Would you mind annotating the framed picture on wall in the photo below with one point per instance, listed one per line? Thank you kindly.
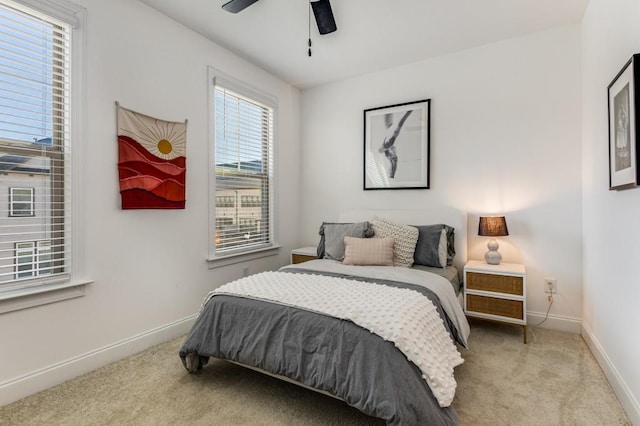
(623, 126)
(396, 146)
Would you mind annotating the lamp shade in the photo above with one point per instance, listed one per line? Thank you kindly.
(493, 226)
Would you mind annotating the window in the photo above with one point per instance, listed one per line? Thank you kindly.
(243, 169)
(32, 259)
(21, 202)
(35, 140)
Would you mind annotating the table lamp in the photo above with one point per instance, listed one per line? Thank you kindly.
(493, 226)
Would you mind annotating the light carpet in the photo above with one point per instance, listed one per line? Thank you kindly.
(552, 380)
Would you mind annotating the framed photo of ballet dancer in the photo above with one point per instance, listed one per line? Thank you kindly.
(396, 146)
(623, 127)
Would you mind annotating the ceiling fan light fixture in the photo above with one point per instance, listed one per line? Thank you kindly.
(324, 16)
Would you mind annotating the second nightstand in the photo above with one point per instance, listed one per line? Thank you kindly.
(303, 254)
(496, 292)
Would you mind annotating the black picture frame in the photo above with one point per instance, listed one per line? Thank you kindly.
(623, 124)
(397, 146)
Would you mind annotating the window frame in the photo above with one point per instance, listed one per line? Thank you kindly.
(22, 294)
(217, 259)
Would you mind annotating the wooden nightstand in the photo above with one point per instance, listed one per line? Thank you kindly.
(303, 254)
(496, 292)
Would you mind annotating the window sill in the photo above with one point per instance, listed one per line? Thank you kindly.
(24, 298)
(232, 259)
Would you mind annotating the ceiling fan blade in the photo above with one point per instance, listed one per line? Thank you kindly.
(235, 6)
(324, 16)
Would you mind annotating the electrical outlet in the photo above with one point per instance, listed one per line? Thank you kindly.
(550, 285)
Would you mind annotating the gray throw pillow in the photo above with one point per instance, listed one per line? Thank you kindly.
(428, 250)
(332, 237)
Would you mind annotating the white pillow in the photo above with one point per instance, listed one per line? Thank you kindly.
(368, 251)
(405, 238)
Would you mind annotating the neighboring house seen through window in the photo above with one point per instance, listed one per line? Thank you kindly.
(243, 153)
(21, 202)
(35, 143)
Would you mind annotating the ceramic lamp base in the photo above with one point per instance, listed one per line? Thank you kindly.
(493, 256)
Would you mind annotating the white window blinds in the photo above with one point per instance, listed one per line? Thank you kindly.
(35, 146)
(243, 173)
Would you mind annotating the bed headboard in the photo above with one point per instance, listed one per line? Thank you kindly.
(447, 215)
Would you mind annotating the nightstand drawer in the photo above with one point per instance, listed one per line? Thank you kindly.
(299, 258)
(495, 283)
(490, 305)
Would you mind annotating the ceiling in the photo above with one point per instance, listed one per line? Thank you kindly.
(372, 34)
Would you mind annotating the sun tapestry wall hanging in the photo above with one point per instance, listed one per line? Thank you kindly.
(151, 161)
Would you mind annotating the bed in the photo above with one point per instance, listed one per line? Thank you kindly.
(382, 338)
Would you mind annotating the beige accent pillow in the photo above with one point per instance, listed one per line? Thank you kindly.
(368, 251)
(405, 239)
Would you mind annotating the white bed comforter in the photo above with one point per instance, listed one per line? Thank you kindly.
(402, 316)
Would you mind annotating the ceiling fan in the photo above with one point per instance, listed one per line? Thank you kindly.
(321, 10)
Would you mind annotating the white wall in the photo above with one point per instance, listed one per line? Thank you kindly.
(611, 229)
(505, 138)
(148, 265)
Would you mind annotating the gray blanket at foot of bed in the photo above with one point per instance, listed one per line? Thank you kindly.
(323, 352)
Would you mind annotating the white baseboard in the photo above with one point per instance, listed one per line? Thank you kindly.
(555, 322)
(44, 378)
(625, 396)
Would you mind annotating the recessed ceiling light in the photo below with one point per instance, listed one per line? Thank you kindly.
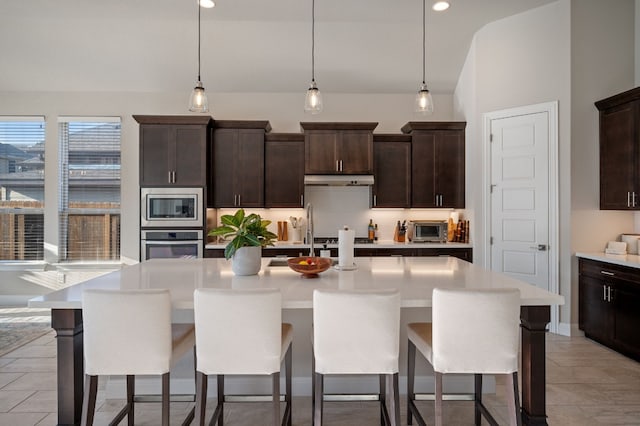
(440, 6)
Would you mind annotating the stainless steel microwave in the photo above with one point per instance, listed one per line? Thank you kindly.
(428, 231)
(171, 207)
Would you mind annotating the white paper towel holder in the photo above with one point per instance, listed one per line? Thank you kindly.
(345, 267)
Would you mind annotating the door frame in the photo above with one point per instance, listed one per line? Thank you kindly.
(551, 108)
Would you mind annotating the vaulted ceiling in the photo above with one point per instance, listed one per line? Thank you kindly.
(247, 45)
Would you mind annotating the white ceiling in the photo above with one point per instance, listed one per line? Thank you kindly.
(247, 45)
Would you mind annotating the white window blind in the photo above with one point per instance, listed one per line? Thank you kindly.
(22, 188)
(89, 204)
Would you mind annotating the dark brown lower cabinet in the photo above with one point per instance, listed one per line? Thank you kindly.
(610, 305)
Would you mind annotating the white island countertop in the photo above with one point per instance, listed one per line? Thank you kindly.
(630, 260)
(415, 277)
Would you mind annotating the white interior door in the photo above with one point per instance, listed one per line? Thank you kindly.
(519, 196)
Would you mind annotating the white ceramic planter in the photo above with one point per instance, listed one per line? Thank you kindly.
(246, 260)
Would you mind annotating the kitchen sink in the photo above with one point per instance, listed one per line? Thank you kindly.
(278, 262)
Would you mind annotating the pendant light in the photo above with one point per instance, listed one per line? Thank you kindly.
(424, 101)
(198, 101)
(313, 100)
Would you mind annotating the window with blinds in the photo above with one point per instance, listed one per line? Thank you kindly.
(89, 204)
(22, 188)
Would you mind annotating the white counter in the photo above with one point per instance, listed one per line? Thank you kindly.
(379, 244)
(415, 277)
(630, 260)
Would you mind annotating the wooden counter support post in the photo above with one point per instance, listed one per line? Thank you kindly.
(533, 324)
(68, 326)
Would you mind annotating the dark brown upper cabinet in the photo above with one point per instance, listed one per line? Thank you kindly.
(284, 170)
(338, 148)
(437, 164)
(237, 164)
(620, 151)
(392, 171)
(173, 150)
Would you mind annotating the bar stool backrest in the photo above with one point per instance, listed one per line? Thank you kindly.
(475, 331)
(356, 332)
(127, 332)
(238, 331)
────────
What is expected: You are asked to reproduce word for word the line containing "Would you mind annotating the dark brown upper" and every subsequent line through the end of the entries.

Solution to this task:
Would you mind annotating the dark brown upper cabinet in the photo above with one point per instance, listed one per line? Thank you kindly.
(284, 170)
(338, 148)
(437, 164)
(237, 164)
(620, 151)
(392, 171)
(173, 150)
Would you mind annotating the bar stool backrest in the photo above with one point per instance, listed one per line? Thank you kindly.
(475, 331)
(356, 332)
(127, 332)
(238, 331)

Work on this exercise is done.